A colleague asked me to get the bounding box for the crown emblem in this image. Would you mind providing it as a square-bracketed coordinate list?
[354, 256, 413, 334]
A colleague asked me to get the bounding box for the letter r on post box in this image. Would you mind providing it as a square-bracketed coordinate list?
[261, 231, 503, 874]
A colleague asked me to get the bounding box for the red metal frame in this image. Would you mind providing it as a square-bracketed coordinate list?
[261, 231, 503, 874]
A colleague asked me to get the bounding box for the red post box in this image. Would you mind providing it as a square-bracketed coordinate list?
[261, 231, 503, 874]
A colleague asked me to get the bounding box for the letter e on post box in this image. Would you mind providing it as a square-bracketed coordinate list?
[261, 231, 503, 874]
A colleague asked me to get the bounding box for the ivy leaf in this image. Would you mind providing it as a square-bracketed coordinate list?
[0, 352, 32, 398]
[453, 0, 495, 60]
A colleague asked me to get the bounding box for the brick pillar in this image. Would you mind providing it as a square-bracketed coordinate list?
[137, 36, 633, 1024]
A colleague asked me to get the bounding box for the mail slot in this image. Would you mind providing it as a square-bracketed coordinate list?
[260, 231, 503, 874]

# # # # #

Output the part of the listing that starts with the line containing "the letter r" and continues through the end of the listing as a JSON list of strings, one string per line, with blank lines omitted.

[
  "A colleague asked me to get the bounding box for the letter r on post box in this image. Would you mind providing it as a square-bracketed coordinate list?",
  "[261, 231, 503, 874]",
  "A colleague asked me to get the bounding box for the red metal frame in this image. Would you mind providing it as a square-bracketed coordinate list?",
  "[261, 231, 503, 874]",
  "A colleague asked me to get the bounding box for the red post box in this image. Would you mind providing it as a square-bracketed coordinate list?",
  "[261, 231, 503, 874]",
  "A colleague asked me to get the bounding box for the letter e on post box in this image. Would you mind providing it as a square-bracketed coordinate list?",
  "[261, 231, 503, 874]",
  "A colleague asked me to get the bounding box for the ivy leaf in this image. Would you mind providing it as a square-bracketed coordinate list?",
  "[0, 352, 32, 398]",
  "[453, 0, 495, 60]",
  "A colleague asked me to get the bounding box for the brick pillar in this image. Would you mind providing it as a square-bracketed coordinate list?",
  "[137, 36, 633, 1024]",
  "A colleague asked me to get the bounding box for the mail slot in this image. Would you mind providing it as a square-bracketed coordinate list?",
  "[260, 231, 503, 874]"
]